═══ Selected text ═══

Current Doctors Performing Cell & Gene Therapy Research In Philadelphia

Another legendary pioneer in the Cell & Gene Therapy sector is Dr. Jim Wilson. Dr. Wilson is an innovator and pioneer in the field of gene therapy. In a career spanning four decades, he has identified, isolate and developed virus-based vectors for in vivo gene therapy. Dr. Wilson’s lab is responsible for discovering a new family of endogenous adeno-associated viruses (AAV) that have become best-in-class for in vivo gene therapy vectors. His research efforts and novel technology have contributed to successful clinical programs of in vivo gene therapy for rare monogenic diseases developed by other companies, including Glybera for familial lipoprotein lipase deficiency (AAV1), Luxturna for RPE65-mediated retinal dystrophy (AAV2), and Zolgensma for spinal muscular atrophy (AAV9). More recently, Dr. Wilson’s lab demonstrated for the first time therapeutic in vivo genome editing in a large animal model, thus extending the therapeutic potential of the AAV platform.

Currently, Dr. Wilson’s laboratory focuses on the development of gene transfer vectors and their application in the treatment of inherited and acquired diseases. Characterization of these novel virol isolates has yielded important insights into basic virology. More importantly, recombinant versions of these viruses have proven to be useful as improved gene transfer vehicles to a variety of targets such as the liver, cardiac and skeletal muscle, and the brain.

Largely due to Dr. June and Dr. Wilson, Cell & Gene Therapy Research in Philadelphia has emerged as a dynamic center in the medical field of Pennsylvania. Many companies have either sprung directly from their research, such as Spark Therapeutics, or have relocated here due to the nature of the research and collaborative ecosystem that has developed as a result.

Driven by a highly-educated workforce and an influx of funding flowing to its world-renowned academic research institutions, hospitals, biotech companies and innovative startups, Philadelphia has quickly established itself as a leader in the cell, gene, and mRNA therapy space, which is driving increasing demand for high quality lab space.

═══

### What the task asks
Write the next part of the piece on cell and gene therapy research in Philadelphia, starting right after the sentence ending "driving increasing demand for high quality lab space."

═══ Excerpted data ═══

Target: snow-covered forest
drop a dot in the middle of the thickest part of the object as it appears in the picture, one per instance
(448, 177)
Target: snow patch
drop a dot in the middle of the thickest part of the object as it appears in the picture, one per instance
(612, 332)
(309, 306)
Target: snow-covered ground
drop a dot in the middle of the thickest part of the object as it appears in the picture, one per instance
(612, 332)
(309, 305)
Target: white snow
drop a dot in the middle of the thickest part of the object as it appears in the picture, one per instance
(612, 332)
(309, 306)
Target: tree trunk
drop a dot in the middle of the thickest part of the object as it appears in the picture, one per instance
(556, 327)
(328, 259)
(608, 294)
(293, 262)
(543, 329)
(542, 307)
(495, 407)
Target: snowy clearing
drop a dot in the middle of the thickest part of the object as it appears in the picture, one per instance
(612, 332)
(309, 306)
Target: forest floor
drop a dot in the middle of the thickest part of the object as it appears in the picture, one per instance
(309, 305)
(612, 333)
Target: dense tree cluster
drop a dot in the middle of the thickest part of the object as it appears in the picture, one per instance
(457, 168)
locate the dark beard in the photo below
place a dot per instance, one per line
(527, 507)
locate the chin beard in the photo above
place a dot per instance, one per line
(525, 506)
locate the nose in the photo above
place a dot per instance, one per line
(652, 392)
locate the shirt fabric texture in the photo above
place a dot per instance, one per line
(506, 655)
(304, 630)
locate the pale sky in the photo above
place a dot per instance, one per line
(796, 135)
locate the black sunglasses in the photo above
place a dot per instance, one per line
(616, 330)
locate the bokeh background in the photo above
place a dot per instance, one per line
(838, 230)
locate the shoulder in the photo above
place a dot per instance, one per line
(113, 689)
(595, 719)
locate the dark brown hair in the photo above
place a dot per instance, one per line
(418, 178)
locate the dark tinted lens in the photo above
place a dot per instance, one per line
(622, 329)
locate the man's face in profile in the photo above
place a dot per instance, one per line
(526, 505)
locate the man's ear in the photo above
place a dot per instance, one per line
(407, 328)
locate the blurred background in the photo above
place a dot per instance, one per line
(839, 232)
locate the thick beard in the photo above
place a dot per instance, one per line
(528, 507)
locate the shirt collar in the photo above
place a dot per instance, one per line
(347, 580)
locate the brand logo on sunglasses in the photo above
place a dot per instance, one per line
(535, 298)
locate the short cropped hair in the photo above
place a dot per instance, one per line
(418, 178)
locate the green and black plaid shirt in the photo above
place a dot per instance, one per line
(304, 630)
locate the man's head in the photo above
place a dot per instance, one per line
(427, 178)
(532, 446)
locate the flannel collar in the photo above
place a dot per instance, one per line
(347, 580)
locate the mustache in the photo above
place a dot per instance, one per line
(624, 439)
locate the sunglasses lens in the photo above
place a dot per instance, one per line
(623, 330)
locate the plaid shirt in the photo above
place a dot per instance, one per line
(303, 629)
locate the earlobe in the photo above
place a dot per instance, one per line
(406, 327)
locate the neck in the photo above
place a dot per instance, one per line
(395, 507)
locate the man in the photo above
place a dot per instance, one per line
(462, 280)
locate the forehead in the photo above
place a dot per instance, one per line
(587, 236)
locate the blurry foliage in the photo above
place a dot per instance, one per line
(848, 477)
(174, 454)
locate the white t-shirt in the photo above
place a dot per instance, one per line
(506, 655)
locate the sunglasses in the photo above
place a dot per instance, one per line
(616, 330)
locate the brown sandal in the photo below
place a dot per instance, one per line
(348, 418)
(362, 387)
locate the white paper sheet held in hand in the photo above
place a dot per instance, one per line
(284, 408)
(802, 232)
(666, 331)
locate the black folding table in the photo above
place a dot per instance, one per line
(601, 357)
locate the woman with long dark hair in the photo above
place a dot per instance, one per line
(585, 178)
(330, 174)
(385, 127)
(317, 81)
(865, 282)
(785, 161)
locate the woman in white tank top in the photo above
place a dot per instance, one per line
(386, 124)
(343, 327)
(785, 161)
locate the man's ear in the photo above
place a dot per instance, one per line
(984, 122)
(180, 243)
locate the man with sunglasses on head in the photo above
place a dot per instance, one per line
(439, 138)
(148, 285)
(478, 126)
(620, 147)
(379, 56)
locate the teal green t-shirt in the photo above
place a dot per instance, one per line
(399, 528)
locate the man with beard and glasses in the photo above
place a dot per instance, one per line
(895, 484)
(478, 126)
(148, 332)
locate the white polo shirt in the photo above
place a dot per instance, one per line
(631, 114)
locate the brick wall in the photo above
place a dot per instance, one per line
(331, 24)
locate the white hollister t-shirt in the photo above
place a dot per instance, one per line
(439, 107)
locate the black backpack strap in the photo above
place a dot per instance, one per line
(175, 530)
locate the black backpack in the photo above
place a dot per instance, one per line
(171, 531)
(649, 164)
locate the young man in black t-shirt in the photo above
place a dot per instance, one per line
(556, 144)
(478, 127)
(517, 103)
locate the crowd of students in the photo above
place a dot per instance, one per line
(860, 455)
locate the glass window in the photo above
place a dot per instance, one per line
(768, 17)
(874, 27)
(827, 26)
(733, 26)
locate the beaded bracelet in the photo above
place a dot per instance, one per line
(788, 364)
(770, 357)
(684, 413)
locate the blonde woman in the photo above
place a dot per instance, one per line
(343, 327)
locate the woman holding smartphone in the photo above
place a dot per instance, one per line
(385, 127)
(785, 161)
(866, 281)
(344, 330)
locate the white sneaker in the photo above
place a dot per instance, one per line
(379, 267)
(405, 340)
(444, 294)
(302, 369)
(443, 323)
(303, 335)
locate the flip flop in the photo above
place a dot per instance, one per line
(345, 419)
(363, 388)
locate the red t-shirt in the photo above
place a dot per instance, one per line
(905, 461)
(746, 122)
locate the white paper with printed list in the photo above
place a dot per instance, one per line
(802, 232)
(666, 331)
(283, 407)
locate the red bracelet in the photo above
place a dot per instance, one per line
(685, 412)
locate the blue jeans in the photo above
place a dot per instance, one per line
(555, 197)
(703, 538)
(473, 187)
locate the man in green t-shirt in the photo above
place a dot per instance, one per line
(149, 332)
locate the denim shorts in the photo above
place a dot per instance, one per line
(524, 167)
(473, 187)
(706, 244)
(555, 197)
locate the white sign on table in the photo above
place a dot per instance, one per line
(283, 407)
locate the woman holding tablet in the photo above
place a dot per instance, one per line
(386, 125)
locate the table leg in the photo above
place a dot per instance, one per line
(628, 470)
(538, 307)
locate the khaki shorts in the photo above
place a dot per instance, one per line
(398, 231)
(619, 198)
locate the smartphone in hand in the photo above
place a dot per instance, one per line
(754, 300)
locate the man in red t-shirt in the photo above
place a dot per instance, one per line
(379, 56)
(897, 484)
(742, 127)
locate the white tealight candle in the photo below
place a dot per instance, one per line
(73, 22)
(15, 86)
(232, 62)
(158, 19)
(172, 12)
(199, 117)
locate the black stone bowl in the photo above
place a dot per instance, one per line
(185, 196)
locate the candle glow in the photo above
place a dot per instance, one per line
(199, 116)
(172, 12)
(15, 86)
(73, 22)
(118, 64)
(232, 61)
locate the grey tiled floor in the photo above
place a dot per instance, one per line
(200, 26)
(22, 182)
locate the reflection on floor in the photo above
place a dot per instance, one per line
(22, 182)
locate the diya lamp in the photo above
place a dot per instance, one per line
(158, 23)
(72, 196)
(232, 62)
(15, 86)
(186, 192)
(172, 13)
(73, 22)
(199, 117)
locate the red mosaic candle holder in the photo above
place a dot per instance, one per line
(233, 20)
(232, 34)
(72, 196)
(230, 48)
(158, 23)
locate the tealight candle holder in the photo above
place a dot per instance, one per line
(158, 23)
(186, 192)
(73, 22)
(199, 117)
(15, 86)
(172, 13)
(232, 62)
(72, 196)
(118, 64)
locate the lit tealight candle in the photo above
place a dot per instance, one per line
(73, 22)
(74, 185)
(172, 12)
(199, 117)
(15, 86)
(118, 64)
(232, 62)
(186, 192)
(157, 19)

═══

### Exercise response
Over the past ten years, companies focused on Cell and Gene therapies have been flocking to Philadelphia. Amicus Therapeutics relocated their entire team to start doing Cell & Gene Therapy Research in Philadelphia. Calbaletta Bio, Century Therapeutics, and many others have either relocated to Philadelphia or opened research lab and offices here.

As a result of the demand for lab and life science space, Philadelphia is undergoing a life sciences building boom with $4 billion in projects in various stages of planning and development, setting the stage to grow In University City, these projects include Spark Therapeutics’ proposed $575 million, 500,000-square-foot gene therapy manufacturing facility and Wexford Science & Technology and Ventas Inc.’s One uCity Square, a 400,000-square-foot building. In New Castle, WuXi STA is moving forward with an initial $510 million investment in a 600,000-square-foot complex and MRA Group plans a $500 million conversion of 780,000 square feet at Chestnut Run.

In the Philadelphia Navy Yard, the most successful BRAC transformation in the country, life science companies have located their HQ or major operations. GSK built their North American HQ at the Navy Yard. Adaptimmune, WuXi Advanced Therapeutics and Iovance Biotherapeutics all have major operations in the Philadelphia Navy Yard. Ensemble Mosaic, the master developer for new buildings in the Navy Yard, are in the final stages of construction of a state of the art 137,000 sf spec lab building at 1201 Normandy Drive. In Philadelphia’s suburbs, projects are underway in Horsham, Lower Gwynedd, King of Prussia and Exton, boosting the region’s economy with thousands of new jobs and life-saving discoveries.